What the exercise asks.
Copy every line of the listing part that opens with the line containing "Check that each instance of the aluminum" and closes with the line containing "[[162, 243]]", shifting each answer coordinate by -16 and leaving all other numbers unchanged. Omit the pictures.
─── Given entries ───
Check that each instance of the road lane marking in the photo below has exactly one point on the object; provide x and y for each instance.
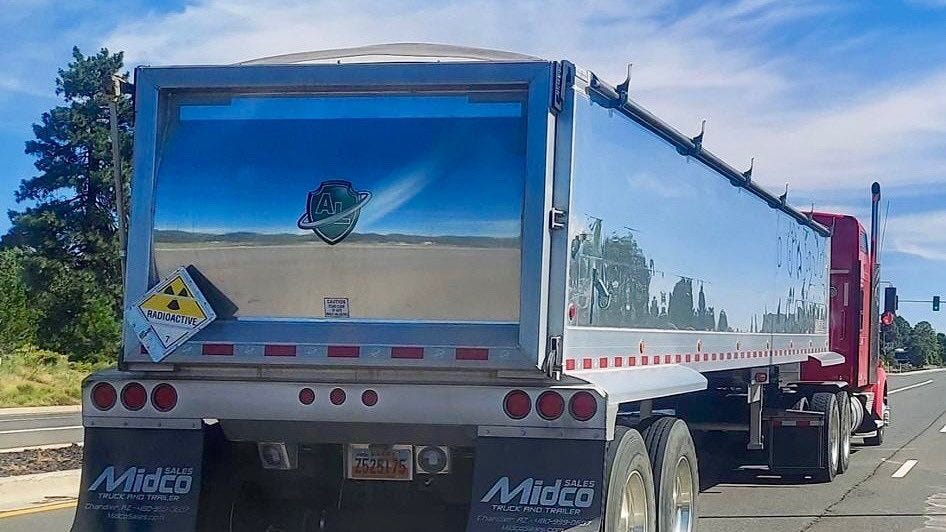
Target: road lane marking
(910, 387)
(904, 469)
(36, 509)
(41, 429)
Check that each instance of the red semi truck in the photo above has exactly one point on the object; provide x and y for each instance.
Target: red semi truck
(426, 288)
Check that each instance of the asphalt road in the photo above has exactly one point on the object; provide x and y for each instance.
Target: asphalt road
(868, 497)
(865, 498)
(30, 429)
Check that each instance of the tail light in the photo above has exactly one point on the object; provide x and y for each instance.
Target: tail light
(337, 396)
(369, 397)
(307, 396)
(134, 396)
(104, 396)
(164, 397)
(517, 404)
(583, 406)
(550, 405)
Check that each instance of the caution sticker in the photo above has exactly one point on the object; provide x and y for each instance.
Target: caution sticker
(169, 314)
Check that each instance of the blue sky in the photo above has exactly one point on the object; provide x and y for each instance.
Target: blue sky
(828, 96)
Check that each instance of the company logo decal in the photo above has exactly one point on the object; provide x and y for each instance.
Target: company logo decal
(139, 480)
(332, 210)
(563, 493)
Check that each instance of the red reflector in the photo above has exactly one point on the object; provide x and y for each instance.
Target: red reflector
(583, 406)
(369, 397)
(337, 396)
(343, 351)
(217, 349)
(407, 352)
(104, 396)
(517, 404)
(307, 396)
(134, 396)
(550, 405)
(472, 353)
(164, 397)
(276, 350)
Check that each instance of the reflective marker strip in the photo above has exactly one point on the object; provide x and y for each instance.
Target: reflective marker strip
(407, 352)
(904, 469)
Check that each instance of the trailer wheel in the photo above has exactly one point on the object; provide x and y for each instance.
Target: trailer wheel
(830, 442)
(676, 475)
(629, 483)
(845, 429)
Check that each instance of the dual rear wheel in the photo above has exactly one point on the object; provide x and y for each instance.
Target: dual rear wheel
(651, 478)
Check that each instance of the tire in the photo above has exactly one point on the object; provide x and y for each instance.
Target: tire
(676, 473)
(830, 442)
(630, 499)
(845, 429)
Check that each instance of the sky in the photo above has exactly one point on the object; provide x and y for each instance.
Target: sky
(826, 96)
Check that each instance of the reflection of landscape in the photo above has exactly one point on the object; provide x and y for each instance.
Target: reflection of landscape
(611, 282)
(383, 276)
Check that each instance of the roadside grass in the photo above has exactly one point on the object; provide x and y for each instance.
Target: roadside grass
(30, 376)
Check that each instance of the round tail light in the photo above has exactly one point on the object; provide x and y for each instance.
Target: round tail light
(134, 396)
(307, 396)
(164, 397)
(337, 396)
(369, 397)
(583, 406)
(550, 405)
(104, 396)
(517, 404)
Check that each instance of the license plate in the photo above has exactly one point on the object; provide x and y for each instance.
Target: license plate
───
─── Given entries ───
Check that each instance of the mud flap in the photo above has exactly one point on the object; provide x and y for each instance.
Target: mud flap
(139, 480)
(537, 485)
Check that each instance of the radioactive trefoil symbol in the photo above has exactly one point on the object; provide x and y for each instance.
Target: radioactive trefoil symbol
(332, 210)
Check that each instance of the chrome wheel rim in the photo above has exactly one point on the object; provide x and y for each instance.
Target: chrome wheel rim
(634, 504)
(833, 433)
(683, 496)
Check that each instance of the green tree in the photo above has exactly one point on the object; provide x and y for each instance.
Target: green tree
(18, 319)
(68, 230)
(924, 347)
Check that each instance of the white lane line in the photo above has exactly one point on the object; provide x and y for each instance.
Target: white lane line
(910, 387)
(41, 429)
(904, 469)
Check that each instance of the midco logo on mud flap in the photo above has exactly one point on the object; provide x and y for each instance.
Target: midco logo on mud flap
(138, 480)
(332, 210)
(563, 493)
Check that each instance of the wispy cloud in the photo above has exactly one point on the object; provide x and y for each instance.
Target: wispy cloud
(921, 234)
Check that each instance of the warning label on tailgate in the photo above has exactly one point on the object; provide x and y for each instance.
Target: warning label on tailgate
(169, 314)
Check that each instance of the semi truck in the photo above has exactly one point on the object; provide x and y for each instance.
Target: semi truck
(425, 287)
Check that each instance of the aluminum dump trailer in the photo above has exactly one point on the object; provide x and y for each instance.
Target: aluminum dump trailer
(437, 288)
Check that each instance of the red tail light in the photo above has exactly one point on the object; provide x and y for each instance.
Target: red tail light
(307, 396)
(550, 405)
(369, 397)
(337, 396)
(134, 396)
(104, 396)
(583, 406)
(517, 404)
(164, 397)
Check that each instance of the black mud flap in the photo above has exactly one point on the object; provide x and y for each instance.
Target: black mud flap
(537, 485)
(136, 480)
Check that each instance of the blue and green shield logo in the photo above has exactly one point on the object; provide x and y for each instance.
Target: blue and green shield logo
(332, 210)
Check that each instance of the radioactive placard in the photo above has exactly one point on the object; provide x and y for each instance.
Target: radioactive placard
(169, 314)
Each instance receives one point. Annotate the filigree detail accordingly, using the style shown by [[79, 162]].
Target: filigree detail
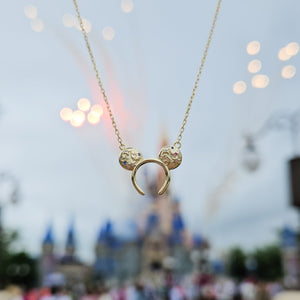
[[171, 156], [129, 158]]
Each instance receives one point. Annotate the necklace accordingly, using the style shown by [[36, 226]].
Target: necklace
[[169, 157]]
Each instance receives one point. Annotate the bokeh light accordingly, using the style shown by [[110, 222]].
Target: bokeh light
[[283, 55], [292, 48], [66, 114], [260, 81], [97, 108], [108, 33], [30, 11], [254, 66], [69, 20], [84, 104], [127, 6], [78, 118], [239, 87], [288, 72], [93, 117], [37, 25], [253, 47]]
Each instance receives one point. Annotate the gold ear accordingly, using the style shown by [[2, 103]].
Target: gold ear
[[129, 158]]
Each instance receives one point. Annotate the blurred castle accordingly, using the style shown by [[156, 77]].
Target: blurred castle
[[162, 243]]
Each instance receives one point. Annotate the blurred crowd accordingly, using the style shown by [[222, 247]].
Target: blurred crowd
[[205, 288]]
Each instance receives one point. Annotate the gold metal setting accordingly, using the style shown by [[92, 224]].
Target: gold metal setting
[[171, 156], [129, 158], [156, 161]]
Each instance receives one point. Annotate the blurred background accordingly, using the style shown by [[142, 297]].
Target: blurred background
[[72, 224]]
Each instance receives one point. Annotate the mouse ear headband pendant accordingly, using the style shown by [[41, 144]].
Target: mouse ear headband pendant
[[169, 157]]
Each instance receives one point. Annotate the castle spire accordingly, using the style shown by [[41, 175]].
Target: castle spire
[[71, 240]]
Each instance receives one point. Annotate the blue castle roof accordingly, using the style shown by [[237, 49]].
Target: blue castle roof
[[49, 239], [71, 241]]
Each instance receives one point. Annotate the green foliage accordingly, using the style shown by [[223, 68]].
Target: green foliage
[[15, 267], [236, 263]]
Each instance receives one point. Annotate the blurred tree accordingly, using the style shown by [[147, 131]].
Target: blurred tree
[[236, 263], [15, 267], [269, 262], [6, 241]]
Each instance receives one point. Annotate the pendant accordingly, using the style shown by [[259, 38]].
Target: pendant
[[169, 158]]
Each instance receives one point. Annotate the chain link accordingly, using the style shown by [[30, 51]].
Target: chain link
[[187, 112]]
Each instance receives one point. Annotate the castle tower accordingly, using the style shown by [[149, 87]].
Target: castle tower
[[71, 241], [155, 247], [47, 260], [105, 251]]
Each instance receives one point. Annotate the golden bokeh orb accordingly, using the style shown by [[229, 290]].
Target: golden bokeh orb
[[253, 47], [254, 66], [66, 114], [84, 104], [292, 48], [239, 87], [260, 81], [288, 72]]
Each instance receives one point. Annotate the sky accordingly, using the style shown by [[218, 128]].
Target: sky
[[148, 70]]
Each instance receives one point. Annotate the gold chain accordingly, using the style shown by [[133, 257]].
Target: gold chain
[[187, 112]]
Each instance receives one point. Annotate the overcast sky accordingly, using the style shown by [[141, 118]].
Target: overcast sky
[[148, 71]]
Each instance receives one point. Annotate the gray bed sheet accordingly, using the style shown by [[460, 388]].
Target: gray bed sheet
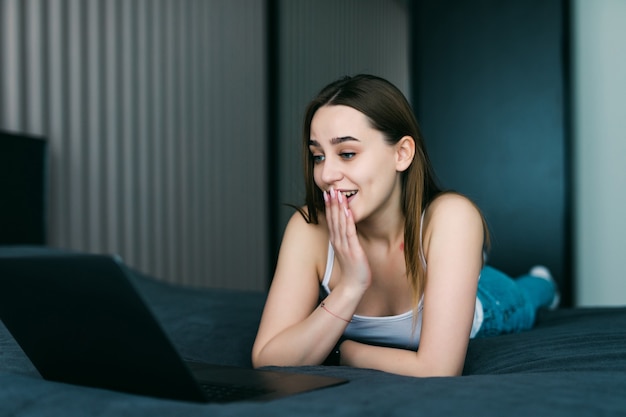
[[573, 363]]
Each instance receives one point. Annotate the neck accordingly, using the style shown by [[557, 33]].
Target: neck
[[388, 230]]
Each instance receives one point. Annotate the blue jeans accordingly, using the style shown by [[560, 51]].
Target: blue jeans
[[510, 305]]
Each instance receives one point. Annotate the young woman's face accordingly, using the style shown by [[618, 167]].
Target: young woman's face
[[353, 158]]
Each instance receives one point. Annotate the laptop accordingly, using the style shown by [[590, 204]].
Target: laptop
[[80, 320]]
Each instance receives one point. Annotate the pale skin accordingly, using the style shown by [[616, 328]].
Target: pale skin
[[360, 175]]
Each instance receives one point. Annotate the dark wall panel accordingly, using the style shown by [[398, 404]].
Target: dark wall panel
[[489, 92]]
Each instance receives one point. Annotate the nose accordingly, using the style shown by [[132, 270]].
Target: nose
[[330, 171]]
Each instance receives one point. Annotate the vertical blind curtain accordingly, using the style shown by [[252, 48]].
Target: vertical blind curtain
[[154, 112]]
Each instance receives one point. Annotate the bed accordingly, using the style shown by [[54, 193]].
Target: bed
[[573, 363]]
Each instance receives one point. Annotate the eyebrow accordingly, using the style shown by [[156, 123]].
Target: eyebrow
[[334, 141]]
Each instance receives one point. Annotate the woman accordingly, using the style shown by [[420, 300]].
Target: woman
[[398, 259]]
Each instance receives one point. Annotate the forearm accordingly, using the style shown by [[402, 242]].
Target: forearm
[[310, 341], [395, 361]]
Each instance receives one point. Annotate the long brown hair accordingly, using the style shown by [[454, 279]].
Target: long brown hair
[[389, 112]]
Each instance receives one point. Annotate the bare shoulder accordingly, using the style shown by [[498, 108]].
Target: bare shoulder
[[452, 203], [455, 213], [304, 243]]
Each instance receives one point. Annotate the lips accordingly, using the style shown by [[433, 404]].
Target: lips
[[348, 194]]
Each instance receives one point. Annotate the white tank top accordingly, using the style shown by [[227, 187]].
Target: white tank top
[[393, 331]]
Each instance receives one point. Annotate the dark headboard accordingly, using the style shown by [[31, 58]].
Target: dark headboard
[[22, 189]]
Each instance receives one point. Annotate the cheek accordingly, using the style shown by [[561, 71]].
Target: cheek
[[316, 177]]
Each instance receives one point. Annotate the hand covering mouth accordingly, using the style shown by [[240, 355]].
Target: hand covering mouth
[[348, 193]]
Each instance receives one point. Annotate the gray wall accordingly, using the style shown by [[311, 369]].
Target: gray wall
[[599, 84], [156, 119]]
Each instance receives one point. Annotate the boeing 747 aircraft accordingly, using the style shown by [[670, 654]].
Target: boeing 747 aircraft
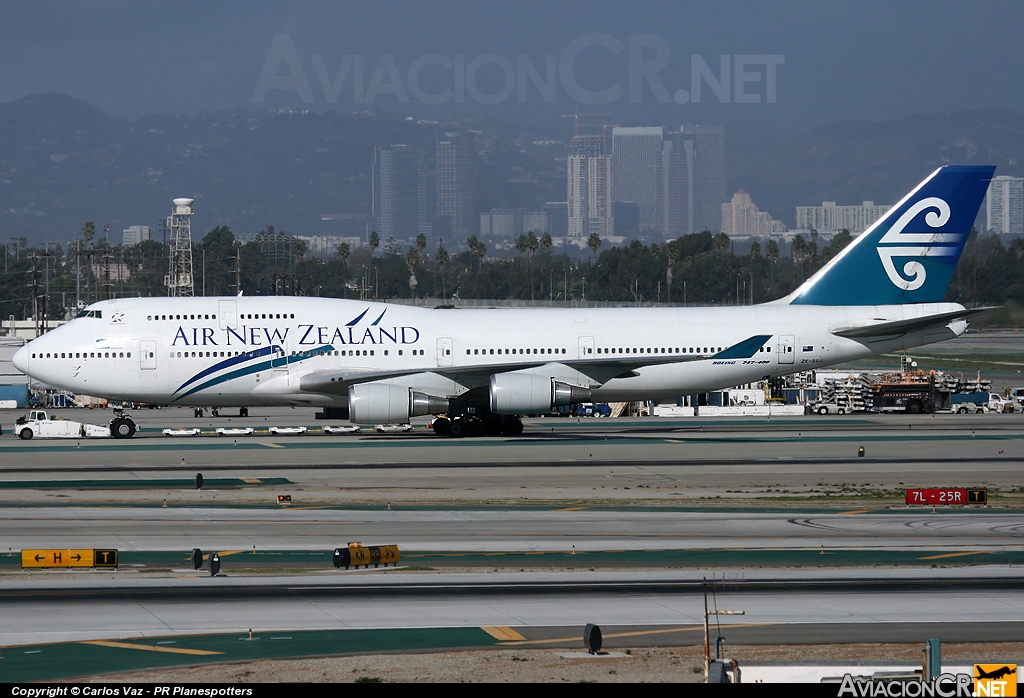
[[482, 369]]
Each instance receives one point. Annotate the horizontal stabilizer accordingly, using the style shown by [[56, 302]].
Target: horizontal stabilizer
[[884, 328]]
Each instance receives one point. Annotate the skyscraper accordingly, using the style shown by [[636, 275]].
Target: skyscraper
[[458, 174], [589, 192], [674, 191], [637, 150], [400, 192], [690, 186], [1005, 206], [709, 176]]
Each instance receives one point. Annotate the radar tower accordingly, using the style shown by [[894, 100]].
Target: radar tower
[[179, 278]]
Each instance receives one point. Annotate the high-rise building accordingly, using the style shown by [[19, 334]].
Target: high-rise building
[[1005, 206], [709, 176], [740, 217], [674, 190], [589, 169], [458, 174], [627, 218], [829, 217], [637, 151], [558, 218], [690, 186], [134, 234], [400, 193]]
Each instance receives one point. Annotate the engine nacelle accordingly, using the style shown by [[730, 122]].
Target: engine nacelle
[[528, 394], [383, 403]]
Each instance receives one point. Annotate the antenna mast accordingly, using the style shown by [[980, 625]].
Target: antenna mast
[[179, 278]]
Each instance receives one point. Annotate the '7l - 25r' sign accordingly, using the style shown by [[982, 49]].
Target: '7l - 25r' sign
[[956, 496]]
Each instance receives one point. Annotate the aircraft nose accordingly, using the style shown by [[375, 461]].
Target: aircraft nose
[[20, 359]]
───
─── Given entries ───
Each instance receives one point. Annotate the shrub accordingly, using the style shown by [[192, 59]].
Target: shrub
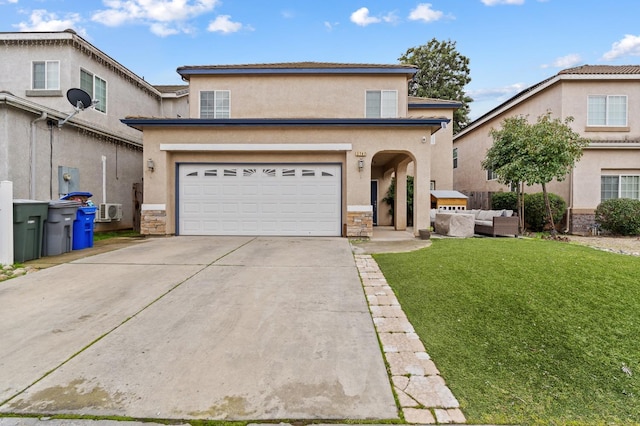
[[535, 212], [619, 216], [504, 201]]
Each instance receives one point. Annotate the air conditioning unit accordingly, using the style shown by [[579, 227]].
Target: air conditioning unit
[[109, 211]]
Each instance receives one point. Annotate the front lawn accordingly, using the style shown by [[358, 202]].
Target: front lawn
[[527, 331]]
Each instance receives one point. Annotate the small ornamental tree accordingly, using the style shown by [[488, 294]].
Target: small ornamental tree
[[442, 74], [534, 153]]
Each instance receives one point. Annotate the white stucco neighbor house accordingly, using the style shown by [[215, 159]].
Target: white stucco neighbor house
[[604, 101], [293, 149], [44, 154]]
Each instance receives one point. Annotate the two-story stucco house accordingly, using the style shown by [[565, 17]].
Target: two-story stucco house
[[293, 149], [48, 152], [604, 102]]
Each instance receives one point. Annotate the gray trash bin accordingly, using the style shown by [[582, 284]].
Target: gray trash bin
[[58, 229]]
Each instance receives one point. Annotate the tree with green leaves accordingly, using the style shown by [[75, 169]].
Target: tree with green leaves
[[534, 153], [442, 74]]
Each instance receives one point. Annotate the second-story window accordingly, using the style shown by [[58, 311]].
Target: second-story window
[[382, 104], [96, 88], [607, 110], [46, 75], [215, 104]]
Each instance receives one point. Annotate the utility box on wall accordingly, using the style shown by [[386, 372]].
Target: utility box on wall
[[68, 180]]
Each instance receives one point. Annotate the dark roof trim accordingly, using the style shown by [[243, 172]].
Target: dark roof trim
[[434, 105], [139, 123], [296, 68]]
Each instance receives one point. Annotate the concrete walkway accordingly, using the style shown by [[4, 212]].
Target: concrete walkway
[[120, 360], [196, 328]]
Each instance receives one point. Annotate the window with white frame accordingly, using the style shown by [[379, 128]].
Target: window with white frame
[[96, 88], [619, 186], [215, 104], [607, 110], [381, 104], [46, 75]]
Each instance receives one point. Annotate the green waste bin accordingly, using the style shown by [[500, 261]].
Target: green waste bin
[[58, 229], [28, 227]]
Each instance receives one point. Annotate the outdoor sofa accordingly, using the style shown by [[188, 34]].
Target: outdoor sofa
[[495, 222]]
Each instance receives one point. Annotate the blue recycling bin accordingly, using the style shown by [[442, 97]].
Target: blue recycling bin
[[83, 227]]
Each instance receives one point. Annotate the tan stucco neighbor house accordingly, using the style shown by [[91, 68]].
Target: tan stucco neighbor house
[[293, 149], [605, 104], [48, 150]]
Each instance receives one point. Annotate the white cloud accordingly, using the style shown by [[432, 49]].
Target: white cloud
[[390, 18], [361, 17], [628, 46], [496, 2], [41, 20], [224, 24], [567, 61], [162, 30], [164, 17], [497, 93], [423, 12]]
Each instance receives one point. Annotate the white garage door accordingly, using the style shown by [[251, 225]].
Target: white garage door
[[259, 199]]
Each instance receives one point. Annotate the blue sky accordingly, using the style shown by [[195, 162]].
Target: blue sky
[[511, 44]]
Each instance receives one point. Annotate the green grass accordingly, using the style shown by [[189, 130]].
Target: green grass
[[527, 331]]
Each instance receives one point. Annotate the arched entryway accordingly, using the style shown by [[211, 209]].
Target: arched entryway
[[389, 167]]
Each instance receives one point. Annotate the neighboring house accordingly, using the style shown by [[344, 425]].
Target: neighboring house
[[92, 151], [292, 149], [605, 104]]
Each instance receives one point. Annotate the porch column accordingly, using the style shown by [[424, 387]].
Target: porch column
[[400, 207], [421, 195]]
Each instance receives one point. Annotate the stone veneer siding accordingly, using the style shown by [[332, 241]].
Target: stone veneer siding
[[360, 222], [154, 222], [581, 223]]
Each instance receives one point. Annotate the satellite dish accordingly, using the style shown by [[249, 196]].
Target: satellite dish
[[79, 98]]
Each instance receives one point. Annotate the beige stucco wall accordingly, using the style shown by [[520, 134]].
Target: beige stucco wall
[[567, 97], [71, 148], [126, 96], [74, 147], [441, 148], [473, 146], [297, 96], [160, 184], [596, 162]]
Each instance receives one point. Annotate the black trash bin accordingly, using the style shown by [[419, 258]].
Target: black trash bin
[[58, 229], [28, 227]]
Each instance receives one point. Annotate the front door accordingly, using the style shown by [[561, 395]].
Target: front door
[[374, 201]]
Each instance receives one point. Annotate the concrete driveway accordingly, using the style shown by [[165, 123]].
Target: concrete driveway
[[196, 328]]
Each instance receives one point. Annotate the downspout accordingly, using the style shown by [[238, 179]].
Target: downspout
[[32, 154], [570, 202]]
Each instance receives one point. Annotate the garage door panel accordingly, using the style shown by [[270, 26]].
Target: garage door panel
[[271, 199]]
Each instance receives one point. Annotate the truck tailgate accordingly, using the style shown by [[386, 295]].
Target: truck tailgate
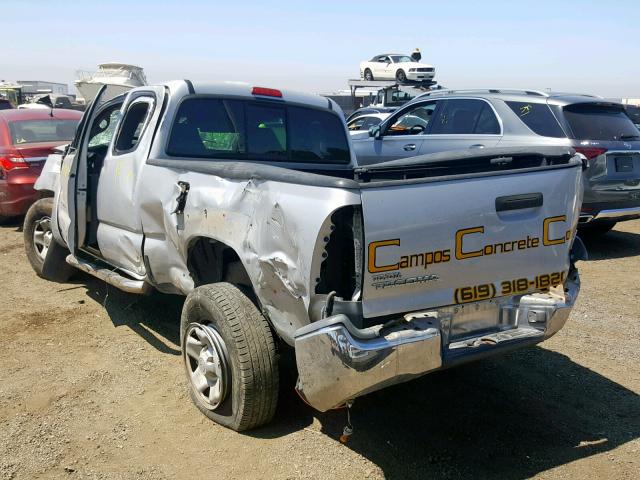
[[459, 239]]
───
Correct output.
Check that each instance of the aluminum dump trailer in the photo above has exactly one point on the object; provide x and y for each instance.
Target: aluminum dump trailer
(421, 272)
Check that each instance of the red tail light in the photo above has exactly one point on the object; provide x and y for each instance.
Target: red tail light
(291, 380)
(534, 389)
(353, 381)
(321, 380)
(118, 380)
(88, 380)
(567, 390)
(501, 388)
(148, 381)
Check that each instance of the black mud flap in the photo above has exactly one point on the object; provide x and y for each instance.
Target: black mud flap
(521, 469)
(120, 464)
Check that each instance of the blue and green shield logo in the photo above has exactly one point on the object; provide x and y for each instance.
Target: blue and green shield logo
(316, 194)
Check that each instance of the radioactive placard in the photo above has exactly one point on the object; provide x and y for each instance.
Target: radioactive placard
(153, 298)
Each instance receives one point. Annotate the filigree detail accordingly, using the style shown by [[79, 162]].
Target: filigree detail
[[155, 140], [113, 142]]
Each instance receives one point. Annotate the necklace accordingly, using the style shown by [[36, 226]].
Target: necklace
[[153, 141]]
Each instance receives one point. Annotate the bokeh light accordingly, using the style shown by [[110, 222]].
Target: bokeh light
[[267, 39], [276, 32], [50, 98], [244, 65], [81, 92], [92, 17], [14, -5], [238, 50], [53, 4], [68, 88], [111, -10], [62, 102], [223, 71], [272, 56], [77, 101], [21, 9], [237, 31]]
Each instance receives one point. Annotate the gold ear accordingly, using the style shown by [[2, 103]].
Target: gold ear
[[113, 142]]
Each instance receives one point. Annotate the blurred castle accordingly, using the style shown by [[156, 77]].
Target: blurred castle
[[146, 227]]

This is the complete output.